## TASK TO COMPLETE
Duplicate every line of the records below with no changes. Omit the pictures from your copy.

Region segmentation data
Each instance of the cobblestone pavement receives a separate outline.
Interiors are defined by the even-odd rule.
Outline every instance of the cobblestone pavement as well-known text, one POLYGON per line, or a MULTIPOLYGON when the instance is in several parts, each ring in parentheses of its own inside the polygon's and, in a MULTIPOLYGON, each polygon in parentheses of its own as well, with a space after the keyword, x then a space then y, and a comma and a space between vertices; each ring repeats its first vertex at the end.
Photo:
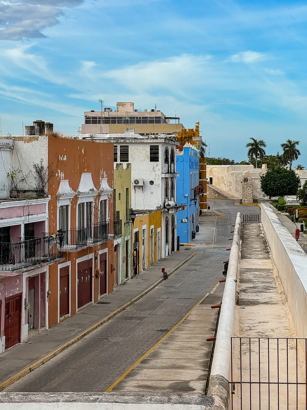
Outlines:
POLYGON ((243 207, 215 202, 226 215, 217 219, 224 220, 216 235, 220 244, 193 247, 198 254, 167 280, 5 391, 104 391, 223 278, 223 261, 229 254, 224 245, 229 246, 231 225, 243 207))

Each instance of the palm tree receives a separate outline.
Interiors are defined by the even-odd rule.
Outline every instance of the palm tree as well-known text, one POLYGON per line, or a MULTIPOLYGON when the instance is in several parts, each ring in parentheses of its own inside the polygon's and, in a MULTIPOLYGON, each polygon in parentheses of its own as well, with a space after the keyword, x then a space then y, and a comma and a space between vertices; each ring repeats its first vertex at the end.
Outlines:
POLYGON ((208 146, 205 142, 204 142, 202 140, 199 147, 199 158, 205 158, 206 156, 206 150, 205 148, 208 146))
POLYGON ((265 151, 263 149, 266 146, 266 144, 263 139, 256 139, 253 137, 249 139, 251 142, 246 145, 246 148, 249 148, 247 151, 247 156, 250 160, 255 158, 256 159, 256 168, 257 167, 257 160, 258 158, 262 158, 266 155, 265 151))
POLYGON ((293 161, 296 161, 298 156, 300 155, 300 150, 296 148, 296 146, 299 144, 299 141, 287 139, 285 142, 280 144, 280 146, 284 150, 282 155, 290 165, 290 169, 292 168, 293 161))

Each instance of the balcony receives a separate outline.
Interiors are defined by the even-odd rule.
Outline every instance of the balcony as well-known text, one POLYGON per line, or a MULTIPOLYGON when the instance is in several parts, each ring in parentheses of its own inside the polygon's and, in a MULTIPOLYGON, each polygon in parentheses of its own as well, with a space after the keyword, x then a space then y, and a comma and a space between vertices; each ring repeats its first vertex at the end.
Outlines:
POLYGON ((0 242, 0 271, 29 271, 63 258, 61 236, 49 234, 20 242, 0 242))
POLYGON ((194 188, 191 189, 191 200, 192 201, 194 199, 197 199, 199 195, 203 194, 203 186, 200 184, 194 188))
POLYGON ((107 223, 94 223, 91 227, 72 228, 58 232, 62 235, 63 250, 70 252, 106 242, 109 239, 108 228, 107 223))
POLYGON ((116 239, 122 235, 122 220, 109 221, 109 238, 116 239))

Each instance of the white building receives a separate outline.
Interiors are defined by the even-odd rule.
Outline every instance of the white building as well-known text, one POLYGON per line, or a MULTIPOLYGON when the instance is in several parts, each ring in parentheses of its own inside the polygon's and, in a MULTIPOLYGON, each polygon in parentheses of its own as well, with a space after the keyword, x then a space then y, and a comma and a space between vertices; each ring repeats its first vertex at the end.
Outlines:
POLYGON ((161 256, 165 257, 175 251, 176 213, 186 207, 176 203, 177 141, 164 134, 142 136, 130 130, 124 134, 82 134, 80 136, 84 139, 94 139, 113 144, 114 162, 131 164, 133 208, 138 210, 161 210, 161 256), (169 236, 166 241, 166 235, 169 236))

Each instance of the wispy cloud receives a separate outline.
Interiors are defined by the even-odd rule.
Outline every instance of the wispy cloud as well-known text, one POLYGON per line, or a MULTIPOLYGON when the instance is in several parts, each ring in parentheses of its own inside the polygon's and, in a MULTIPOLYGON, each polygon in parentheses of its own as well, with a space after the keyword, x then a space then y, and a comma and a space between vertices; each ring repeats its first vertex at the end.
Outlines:
POLYGON ((237 54, 234 54, 230 58, 230 61, 233 63, 246 63, 249 64, 256 61, 263 60, 266 56, 257 51, 242 51, 237 54))

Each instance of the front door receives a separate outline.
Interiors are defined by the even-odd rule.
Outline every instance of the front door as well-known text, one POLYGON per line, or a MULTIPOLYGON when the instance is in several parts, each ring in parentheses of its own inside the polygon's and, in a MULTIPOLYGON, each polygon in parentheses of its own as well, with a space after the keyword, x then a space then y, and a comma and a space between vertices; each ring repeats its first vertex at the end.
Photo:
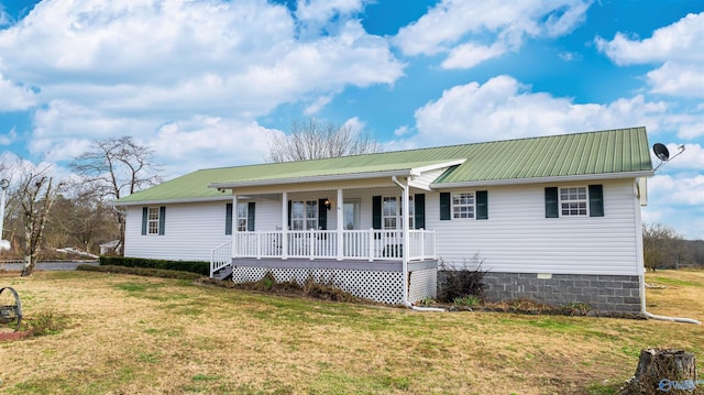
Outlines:
POLYGON ((360 229, 360 199, 344 199, 342 220, 344 230, 360 229))

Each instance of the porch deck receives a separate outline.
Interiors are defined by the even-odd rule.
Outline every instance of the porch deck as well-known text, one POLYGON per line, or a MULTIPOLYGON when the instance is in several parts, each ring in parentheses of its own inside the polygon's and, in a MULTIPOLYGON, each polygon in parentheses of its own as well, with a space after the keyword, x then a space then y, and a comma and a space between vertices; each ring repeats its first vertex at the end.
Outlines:
POLYGON ((435 297, 438 260, 435 231, 254 231, 239 232, 213 250, 210 273, 232 274, 235 283, 260 281, 271 272, 276 281, 332 284, 352 295, 387 304, 435 297), (404 254, 408 277, 404 279, 404 254), (231 271, 230 271, 231 268, 231 271))

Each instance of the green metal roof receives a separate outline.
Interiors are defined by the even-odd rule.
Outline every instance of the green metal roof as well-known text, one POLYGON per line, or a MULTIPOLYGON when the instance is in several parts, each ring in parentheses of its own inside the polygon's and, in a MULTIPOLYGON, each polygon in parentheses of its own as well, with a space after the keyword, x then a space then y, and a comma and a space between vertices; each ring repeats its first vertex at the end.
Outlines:
MULTIPOLYGON (((562 134, 337 158, 201 169, 123 197, 117 205, 224 198, 213 185, 289 184, 326 177, 374 177, 451 166, 435 187, 623 173, 652 173, 645 128, 562 134)), ((648 174, 649 175, 649 174, 648 174)))

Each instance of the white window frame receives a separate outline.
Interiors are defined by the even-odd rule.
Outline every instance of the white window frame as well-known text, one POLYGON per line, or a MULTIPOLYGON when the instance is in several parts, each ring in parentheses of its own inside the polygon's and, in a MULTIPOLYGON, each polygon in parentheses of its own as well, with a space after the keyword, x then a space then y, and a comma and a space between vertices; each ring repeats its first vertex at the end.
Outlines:
POLYGON ((476 193, 450 194, 450 207, 452 219, 476 219, 476 193))
POLYGON ((566 186, 558 189, 560 217, 588 217, 590 190, 586 186, 566 186))
POLYGON ((249 204, 248 202, 238 202, 238 211, 235 213, 238 232, 246 232, 248 229, 248 215, 249 215, 249 204))
POLYGON ((146 209, 146 234, 158 235, 161 208, 147 207, 146 209))
POLYGON ((318 230, 318 200, 292 200, 290 229, 292 230, 318 230), (302 209, 302 216, 298 217, 297 208, 302 209))
MULTIPOLYGON (((402 224, 404 221, 404 208, 402 205, 403 197, 399 196, 383 196, 382 197, 382 229, 384 230, 398 230, 402 229, 402 224), (386 202, 393 201, 393 206, 388 206, 389 210, 387 210, 386 202), (391 208, 394 210, 391 210, 391 208), (387 226, 388 223, 394 223, 393 227, 387 226)), ((416 223, 416 205, 414 204, 414 195, 408 196, 408 219, 409 224, 408 229, 415 229, 414 226, 416 223)))

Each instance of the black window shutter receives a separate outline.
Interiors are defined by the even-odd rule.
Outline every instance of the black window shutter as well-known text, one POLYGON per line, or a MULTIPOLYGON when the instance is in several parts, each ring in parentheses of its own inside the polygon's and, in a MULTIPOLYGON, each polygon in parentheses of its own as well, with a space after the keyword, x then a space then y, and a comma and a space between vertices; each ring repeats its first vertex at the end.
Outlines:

## FULL RESPONSE
Each instance of the cobblestone pavement receives a separate outline.
Interiors are defined by the even-odd rule.
Outline every instance of the cobblestone pavement as well-known text, one POLYGON per line, or a MULTIPOLYGON when the instance is in several parts, each ring in parentheses of its own inside the polygon's and, in a MULTIPOLYGON, each polygon in parentheses of its own as well, with a space after the keyword, x then a space then y, and a comma and a space between vertices; each ring repeats its first vertex at the end.
Photo:
Outlines:
POLYGON ((243 207, 215 202, 226 215, 217 219, 224 220, 216 235, 220 244, 193 247, 198 254, 167 280, 5 391, 104 391, 223 278, 223 261, 229 254, 224 245, 229 246, 231 225, 243 207))

Each instance of the palm tree receives a separate outline.
Interiors are defined by the even-odd rule.
Outline every instance of the palm tree as well-known text, one POLYGON per line, or a MULTIPOLYGON when the instance is in several parts, each ring in parentheses of its own inside the polygon's and, in a MULTIPOLYGON, each polygon in parentheses of its own as well, with a space after the keyword, x then a space then y, and a comma and a space between vertices; each ring repeats its first vertex at the end.
Outlines:
POLYGON ((208 146, 205 142, 204 142, 202 140, 199 147, 199 158, 205 158, 206 156, 206 150, 205 148, 208 146))
POLYGON ((265 151, 263 149, 266 146, 266 144, 263 139, 256 139, 253 137, 249 139, 251 142, 246 145, 246 148, 249 148, 247 151, 247 156, 250 160, 255 158, 256 159, 256 168, 257 167, 257 160, 258 158, 262 158, 266 155, 265 151))
POLYGON ((293 161, 296 161, 298 156, 300 155, 300 150, 296 148, 296 146, 299 144, 299 141, 287 139, 285 142, 280 144, 280 146, 284 150, 282 155, 290 165, 290 169, 292 168, 293 161))

Each instance of the balcony receives a separate outline.
Interiors are defined by the even-odd rule.
Outline every instance of the balcony as well-known text, one POLYGON per line, or a MULTIPOLYGON when the instance is in several parts, each ring in parentheses of its own inside the polygon's and, in a MULTIPOLYGON, each polygon in parentheses of its own as well, with a space after the keyword, x then a space then y, and a comma and a space between vertices; each ring repeats its first vertex at the end.
Outlines:
POLYGON ((0 242, 0 271, 29 271, 63 258, 61 236, 49 234, 20 242, 0 242))
POLYGON ((194 188, 191 189, 191 200, 192 201, 194 199, 197 199, 199 195, 203 194, 203 186, 200 184, 194 188))
POLYGON ((107 223, 94 223, 91 227, 72 228, 58 232, 62 235, 63 250, 70 252, 106 242, 109 239, 108 228, 107 223))
POLYGON ((116 239, 122 235, 122 220, 109 221, 109 238, 116 239))

Each instance of the white building receives a separate outline.
Interiors are defined by the even-odd rule.
Outline every instance of the white building as well-known text, one POLYGON per line, or a MULTIPOLYGON when the instance is in several parts, each ring in parentheses of its own inside the polygon's and, in a MULTIPOLYGON, each polygon in parentheses of its own as well, with a space after the keyword, x then a space then y, and a comma and a space between vertices; each ring repeats its first vertex at the end.
Outlines:
POLYGON ((161 256, 165 257, 175 251, 176 213, 186 207, 176 203, 177 141, 164 134, 142 136, 130 130, 124 134, 82 134, 80 136, 84 139, 94 139, 113 144, 114 162, 131 164, 133 208, 138 210, 161 210, 161 256), (169 236, 166 241, 166 235, 169 236))

Each instance of the wispy cloud receives a separate outline.
Interiors are defined by the even-odd rule.
Outline every instance of the wispy cloud as well-known text, one POLYGON per line, or a MULTIPOLYGON when the instance is in several parts, each ring in parentheses of its own inside the polygon's and, in a MULTIPOLYGON, each polygon in parentheses of its own as well, with a space after the keyword, x then a space then y, and a comma and a space between vertices; each ring repeats its first vertex at the end.
Outlines:
POLYGON ((237 54, 234 54, 230 58, 230 61, 233 63, 246 63, 249 64, 256 61, 263 60, 266 56, 257 51, 242 51, 237 54))

Each instance of the front door receives a separate outline.
Interiors are defined by the even-odd rule.
Outline every instance of the front door as well-known text, one POLYGON per line, or a MULTIPOLYGON when the instance is in several parts, each ring in parentheses of its own inside the polygon's and, in a MULTIPOLYGON, each polygon in parentheses of its own as well, with a space after the keyword, x then a space then y, and a comma and a space between vertices; each ring repeats its first vertex at the end.
Photo:
Outlines:
POLYGON ((360 229, 360 199, 344 199, 342 220, 344 230, 360 229))

Each instance of the porch deck receives a separate outline.
Interiors are defined by the even-odd rule.
Outline every instance of the porch deck as well-known text, one POLYGON per line, or a MULTIPOLYGON when the instance is in several parts, each ring in parentheses of its own inside the polygon's and, in a MULTIPOLYGON, each polygon in parentheses of its own as well, with a space after the keyword, x then a space then y, and a comma and a space between vertices; each ring repeats its first vertex at the end.
Outlines:
POLYGON ((435 297, 438 260, 435 231, 254 231, 239 232, 213 250, 210 273, 232 274, 235 283, 260 281, 271 272, 276 281, 332 284, 352 295, 387 304, 435 297), (404 254, 408 277, 404 279, 404 254), (231 271, 230 271, 231 268, 231 271))

Each instance of the green metal roof receives a separate outline.
Interiors are defined by the even-odd rule.
Outline every instance of the green metal roof as well-known text, one POLYGON per line, or a MULTIPOLYGON when the instance is in several parts, each ring in parentheses of its own inside the polygon's and, in a MULTIPOLYGON, each polygon in parentheses of its own as well, with a space after the keyword, x then a space then y, and a comma and a space between vertices; each ring repeats its first vertex at the end.
Outlines:
MULTIPOLYGON (((562 134, 337 158, 201 169, 123 197, 117 205, 224 198, 213 185, 289 184, 326 177, 374 177, 451 166, 435 187, 623 173, 652 173, 645 128, 562 134)), ((648 174, 649 175, 649 174, 648 174)))

Each instance of the white window frame receives a separate outline.
Interiors are defined by the even-odd rule.
Outline every instance of the white window frame as well-known text, one POLYGON per line, or a MULTIPOLYGON when the instance is in several parts, each ring in parentheses of its own inside the polygon's and, in a MULTIPOLYGON, each polygon in parentheses of its own as well, with a space after the keyword, x then a space then y, and a comma and a space between vertices; each ring repeats its first vertex at the end.
Outlines:
POLYGON ((476 193, 450 194, 450 207, 452 219, 476 219, 476 193))
POLYGON ((566 186, 558 189, 560 217, 588 217, 590 190, 586 186, 566 186))
POLYGON ((249 204, 248 202, 238 202, 238 211, 235 213, 238 232, 246 232, 248 229, 248 215, 249 215, 249 204))
POLYGON ((146 209, 146 234, 158 235, 161 208, 147 207, 146 209))
POLYGON ((318 230, 318 200, 292 200, 290 229, 292 230, 318 230), (302 209, 302 216, 298 217, 297 208, 302 209))
MULTIPOLYGON (((402 224, 404 221, 404 208, 402 205, 403 197, 399 196, 383 196, 382 197, 382 229, 384 230, 398 230, 402 229, 402 224), (386 202, 393 201, 393 206, 388 206, 389 210, 387 210, 386 202), (391 208, 394 210, 391 210, 391 208), (387 226, 388 223, 394 223, 393 227, 387 226)), ((416 223, 416 205, 414 204, 414 195, 408 196, 408 219, 409 224, 408 229, 415 229, 414 226, 416 223)))

Each instance of the black window shutter receives a separate outline.
Interiors are defined by the even-odd rule.
Outline every instance of the black window shutter as well-known text, one POLYGON per line, or a MULTIPOLYGON when the instance is in several parts, each ring in parentheses of its own inside the polygon's and, in a MULTIPOLYGON, each polygon in parentheses of its own as well, with a space after the keyword, x then a space then y, and a comma and a space between vertices; each ring repeats its first vertex at the end.
Outlines:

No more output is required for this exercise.